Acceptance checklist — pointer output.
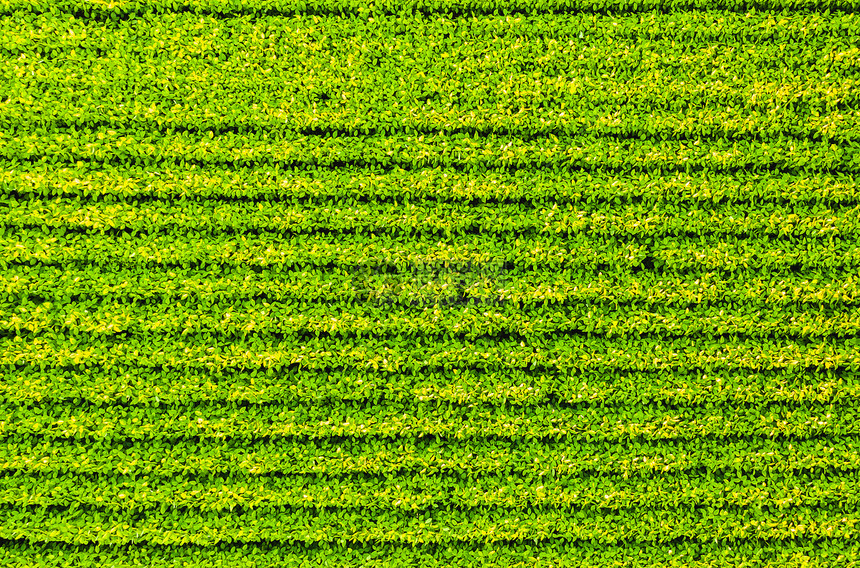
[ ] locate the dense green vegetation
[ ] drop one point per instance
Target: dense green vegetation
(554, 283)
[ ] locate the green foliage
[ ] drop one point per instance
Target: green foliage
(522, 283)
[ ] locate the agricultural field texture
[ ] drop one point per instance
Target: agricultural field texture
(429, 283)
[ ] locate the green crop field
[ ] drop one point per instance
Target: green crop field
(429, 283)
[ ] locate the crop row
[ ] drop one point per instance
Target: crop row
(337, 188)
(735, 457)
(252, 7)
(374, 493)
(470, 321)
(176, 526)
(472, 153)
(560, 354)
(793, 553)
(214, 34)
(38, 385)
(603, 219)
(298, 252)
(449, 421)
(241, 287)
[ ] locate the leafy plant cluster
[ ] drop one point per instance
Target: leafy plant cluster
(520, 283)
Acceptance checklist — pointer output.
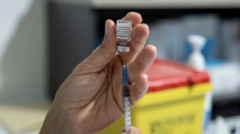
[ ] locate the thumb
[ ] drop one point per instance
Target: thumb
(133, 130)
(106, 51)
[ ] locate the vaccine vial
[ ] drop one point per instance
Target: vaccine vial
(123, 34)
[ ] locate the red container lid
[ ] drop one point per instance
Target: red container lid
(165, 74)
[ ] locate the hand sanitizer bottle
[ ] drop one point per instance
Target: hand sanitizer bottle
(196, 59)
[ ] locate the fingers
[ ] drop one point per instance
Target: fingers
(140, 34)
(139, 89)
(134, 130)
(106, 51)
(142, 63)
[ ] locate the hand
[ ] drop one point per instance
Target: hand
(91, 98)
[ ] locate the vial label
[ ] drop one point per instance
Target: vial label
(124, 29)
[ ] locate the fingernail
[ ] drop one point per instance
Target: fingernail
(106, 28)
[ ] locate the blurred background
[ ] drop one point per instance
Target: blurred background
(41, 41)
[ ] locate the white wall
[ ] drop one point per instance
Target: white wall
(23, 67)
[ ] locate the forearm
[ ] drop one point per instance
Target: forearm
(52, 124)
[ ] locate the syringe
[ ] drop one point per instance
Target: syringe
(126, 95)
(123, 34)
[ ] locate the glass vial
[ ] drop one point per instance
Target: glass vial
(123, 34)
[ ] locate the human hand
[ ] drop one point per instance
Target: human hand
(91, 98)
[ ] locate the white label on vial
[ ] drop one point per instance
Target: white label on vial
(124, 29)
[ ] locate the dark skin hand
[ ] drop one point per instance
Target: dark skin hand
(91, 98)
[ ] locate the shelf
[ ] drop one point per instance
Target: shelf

◆ **Instruction**: Add 54 to each coordinate in the points, and write out every line of the records from the one containing "[ ] locate the fingernail" down to the last, changing nothing else.

◆ **Written answer**:
[ ] locate the fingernail
[ ] drop one point per instance
Target: fingernail
(160, 82)
[ ] locate the blurred background
[ ] drop one point per instance
Target: blurred background
(95, 95)
[ ] locate the white wall
[ ] drop one point per instance
Target: white wall
(77, 121)
[ ] locate the forearm
[ ] drop one point per instance
Target: forearm
(106, 178)
[ ] locate the syringe
[ ] drop one point per instance
Target: syringe
(180, 149)
(177, 88)
[ ] locate the glass vial
[ ] drop one point per instance
Target: glass vial
(177, 88)
[ ] locate the human hand
[ ] drop one point per instance
Target: human hand
(145, 152)
[ ] locate the white label on vial
[ ] drop one point per instance
Target: white label on vial
(178, 83)
[ ] locate the dark skin hand
[ ] drop one point per instance
Target: dark skin hand
(145, 152)
[ ] locate the shelf
[ ] drop one point per instance
Target: shelf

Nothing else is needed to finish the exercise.